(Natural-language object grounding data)

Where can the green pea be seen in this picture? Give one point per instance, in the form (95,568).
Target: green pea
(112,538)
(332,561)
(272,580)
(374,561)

**Problem to solve**
Each record needs to be copied out again, letter for letter.

**Your response**
Where can the green pea be seen in this picture? Give one point per instance, in the form (95,568).
Target: green pea
(112,538)
(332,561)
(272,580)
(374,561)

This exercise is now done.